Referring expression pointing data
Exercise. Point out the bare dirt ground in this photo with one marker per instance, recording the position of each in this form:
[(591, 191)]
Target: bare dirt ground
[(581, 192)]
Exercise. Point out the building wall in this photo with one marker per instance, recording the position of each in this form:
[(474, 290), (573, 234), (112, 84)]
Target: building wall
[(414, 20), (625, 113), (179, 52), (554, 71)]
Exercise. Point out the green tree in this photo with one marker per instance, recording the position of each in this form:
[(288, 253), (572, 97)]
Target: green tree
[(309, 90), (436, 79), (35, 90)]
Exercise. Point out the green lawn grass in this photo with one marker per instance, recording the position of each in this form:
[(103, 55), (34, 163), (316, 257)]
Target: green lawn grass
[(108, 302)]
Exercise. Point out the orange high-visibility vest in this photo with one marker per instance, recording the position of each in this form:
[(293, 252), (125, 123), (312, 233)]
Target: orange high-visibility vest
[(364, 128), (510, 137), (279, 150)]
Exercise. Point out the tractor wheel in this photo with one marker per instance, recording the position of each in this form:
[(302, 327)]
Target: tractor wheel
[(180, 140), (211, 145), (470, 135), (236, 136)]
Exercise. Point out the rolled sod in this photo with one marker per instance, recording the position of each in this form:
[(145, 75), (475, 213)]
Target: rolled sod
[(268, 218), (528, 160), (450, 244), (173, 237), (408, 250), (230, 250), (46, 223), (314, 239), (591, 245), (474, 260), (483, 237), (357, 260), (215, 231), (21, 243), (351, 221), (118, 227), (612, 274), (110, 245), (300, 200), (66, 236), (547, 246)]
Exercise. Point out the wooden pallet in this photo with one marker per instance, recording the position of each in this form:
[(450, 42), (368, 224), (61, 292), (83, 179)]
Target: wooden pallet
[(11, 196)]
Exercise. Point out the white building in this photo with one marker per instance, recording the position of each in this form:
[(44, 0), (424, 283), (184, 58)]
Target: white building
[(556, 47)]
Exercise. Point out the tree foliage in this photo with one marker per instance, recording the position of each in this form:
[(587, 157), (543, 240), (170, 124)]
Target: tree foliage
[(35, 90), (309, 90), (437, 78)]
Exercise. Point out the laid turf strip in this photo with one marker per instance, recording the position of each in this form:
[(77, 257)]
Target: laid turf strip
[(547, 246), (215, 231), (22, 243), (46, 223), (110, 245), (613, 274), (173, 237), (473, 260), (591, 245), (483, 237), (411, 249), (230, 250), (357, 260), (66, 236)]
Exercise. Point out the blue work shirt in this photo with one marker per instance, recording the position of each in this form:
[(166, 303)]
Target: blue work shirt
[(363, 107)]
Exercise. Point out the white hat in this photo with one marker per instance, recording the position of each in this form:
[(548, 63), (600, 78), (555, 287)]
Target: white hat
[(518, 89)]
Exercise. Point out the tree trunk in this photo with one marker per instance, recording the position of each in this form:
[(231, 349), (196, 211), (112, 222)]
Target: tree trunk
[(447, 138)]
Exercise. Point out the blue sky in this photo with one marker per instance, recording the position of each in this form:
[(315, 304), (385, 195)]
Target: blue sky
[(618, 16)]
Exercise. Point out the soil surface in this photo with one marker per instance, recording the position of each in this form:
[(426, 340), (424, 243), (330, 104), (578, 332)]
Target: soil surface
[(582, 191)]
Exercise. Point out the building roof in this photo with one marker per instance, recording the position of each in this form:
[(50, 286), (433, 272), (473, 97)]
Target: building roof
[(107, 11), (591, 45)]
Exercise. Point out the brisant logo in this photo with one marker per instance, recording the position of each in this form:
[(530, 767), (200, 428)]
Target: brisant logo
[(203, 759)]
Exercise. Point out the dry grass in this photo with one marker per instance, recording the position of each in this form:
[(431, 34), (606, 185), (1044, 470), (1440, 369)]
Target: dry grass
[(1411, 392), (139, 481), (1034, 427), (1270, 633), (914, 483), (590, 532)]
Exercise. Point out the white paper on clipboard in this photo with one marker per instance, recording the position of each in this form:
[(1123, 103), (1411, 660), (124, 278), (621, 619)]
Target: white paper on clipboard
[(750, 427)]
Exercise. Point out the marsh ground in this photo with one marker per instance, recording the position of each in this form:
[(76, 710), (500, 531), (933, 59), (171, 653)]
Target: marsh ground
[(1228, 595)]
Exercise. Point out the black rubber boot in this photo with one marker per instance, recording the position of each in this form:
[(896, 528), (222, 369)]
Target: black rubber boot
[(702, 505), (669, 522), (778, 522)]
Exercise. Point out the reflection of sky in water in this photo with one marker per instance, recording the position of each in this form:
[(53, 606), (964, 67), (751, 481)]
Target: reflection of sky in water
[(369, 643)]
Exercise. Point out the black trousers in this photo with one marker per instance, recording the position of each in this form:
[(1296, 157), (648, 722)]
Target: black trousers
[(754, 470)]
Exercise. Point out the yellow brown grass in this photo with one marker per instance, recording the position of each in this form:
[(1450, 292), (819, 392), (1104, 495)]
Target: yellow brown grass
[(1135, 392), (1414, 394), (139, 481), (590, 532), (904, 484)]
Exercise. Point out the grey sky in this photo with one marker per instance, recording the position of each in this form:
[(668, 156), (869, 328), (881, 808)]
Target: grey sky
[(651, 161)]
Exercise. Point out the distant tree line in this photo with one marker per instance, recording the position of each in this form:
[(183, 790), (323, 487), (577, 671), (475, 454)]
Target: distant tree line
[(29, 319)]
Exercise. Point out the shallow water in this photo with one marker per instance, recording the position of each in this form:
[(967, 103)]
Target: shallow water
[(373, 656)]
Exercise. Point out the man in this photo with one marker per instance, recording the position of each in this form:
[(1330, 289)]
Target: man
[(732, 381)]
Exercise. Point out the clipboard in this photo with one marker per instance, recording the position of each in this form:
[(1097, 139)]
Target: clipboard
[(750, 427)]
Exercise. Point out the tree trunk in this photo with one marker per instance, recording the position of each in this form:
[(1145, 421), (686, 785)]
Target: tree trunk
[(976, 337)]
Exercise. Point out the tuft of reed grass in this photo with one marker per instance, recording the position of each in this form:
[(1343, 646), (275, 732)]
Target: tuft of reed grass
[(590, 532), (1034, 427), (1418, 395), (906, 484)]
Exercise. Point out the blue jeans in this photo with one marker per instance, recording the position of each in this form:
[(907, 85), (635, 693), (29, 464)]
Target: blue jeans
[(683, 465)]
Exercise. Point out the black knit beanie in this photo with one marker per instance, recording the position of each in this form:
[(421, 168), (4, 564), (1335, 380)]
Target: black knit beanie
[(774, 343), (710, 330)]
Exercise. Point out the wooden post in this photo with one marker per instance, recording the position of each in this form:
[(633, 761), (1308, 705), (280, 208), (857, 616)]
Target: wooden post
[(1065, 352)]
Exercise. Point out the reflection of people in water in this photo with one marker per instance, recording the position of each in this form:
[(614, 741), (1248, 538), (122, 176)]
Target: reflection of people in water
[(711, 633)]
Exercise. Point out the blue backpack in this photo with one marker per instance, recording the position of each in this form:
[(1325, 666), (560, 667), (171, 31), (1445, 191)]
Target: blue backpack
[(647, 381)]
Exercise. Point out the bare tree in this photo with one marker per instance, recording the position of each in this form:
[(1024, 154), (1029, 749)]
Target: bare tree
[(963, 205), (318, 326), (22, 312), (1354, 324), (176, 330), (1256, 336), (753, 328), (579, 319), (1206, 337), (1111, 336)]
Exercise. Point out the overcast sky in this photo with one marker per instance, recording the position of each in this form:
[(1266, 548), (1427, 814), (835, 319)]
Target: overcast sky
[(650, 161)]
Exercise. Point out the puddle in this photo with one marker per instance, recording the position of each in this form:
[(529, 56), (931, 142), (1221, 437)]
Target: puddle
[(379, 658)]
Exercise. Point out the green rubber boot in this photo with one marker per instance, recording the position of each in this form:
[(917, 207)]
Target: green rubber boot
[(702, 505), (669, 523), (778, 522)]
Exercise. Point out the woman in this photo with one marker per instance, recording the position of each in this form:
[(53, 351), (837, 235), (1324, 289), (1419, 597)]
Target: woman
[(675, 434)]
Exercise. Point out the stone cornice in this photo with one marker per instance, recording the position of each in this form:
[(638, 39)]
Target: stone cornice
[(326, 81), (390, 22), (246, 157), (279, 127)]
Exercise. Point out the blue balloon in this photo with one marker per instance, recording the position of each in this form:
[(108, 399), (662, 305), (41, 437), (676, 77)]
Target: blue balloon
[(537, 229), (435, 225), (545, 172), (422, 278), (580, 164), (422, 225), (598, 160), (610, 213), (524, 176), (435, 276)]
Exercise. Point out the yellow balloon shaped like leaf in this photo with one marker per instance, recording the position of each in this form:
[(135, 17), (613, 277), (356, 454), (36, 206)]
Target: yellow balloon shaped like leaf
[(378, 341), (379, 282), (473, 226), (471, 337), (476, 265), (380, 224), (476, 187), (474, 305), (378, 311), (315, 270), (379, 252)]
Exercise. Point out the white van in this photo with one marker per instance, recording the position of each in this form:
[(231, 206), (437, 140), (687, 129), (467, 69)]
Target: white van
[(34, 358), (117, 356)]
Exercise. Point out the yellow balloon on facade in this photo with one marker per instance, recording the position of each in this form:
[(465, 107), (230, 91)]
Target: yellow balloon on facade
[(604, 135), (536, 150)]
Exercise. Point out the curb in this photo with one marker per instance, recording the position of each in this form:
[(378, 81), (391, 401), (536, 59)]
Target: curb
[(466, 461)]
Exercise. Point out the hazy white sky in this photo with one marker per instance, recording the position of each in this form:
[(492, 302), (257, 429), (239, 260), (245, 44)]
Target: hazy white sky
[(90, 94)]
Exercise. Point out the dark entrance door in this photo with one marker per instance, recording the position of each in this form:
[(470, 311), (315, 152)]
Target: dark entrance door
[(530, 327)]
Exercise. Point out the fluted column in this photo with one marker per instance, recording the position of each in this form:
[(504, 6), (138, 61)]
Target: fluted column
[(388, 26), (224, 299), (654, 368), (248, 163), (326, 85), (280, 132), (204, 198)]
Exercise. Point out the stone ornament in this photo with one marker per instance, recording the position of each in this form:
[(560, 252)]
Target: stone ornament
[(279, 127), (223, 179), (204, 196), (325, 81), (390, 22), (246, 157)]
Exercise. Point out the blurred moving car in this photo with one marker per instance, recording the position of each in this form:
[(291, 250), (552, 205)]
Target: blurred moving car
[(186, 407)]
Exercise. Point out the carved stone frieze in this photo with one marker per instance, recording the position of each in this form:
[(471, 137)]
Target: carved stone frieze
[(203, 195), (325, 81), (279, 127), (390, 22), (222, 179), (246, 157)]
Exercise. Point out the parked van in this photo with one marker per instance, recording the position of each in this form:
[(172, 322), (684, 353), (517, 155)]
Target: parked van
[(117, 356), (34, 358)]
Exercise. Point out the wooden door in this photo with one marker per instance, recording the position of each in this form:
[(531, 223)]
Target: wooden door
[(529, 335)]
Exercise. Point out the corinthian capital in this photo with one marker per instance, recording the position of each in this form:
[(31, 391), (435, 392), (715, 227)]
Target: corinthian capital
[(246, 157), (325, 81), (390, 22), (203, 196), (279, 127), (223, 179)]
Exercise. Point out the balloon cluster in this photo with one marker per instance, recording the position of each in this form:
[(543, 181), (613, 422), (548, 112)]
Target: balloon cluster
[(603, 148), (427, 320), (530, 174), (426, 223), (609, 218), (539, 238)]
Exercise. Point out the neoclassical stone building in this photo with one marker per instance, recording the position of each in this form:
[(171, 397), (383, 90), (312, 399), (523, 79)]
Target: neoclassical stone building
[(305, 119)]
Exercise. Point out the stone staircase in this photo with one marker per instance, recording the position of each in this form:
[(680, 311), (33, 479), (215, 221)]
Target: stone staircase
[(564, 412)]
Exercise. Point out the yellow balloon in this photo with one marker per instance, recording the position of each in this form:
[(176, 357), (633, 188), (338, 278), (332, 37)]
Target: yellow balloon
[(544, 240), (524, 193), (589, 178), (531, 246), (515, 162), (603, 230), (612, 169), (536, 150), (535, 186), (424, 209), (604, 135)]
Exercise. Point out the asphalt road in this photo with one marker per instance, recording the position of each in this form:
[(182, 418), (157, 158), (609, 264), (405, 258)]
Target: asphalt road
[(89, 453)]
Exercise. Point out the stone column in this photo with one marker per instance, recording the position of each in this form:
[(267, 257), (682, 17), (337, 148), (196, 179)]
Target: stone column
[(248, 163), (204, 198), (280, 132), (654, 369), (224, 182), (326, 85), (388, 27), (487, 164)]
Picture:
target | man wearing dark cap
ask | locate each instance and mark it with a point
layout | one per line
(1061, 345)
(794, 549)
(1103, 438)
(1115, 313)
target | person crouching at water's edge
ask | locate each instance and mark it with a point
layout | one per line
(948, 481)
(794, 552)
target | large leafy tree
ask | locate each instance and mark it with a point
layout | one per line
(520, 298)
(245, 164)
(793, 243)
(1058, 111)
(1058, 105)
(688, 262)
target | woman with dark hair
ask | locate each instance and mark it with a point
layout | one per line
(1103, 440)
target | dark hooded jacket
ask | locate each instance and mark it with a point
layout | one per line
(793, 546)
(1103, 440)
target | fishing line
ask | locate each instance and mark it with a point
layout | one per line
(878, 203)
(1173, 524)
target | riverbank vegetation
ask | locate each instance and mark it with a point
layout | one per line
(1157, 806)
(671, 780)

▶ Your goal
Using the records above, copy word for word the line with "Exercise. Point out the green rubber", the line with "[(135, 17), (613, 277), (356, 454), (36, 206)]", and every line between them.

▶ Written solution
Exercise. Point out the green rubber boot in this photo with one marker per instance, recording the position of each in this form:
[(917, 207)]
Target: green rubber boot
[(702, 505), (669, 523), (778, 522)]
Exercise. Point out the woman in this photo with one marker per instance, recording the position of each in this form:
[(53, 351), (837, 235), (1324, 289), (1419, 597)]
Target: woman
[(675, 434)]
Exercise. Point out the stone cornice in this photo with one marker per instance, recording the position of each in this form:
[(638, 39)]
Target: stone cornice
[(326, 81), (390, 22), (246, 157), (279, 127)]
Exercise. Point out the blue balloon in this photo with one marker per instance, recording the position of each in this form:
[(108, 399), (662, 305), (41, 437), (676, 77)]
Target: blue balloon
[(537, 229), (435, 225), (545, 172), (422, 278), (580, 164), (422, 225), (598, 160), (610, 213), (524, 176), (435, 276)]
Exercise. Point out the yellow balloon shaped like leaf in this photo with one marker per instance, recording the position of each in this form:
[(135, 17), (613, 277), (356, 454), (36, 206)]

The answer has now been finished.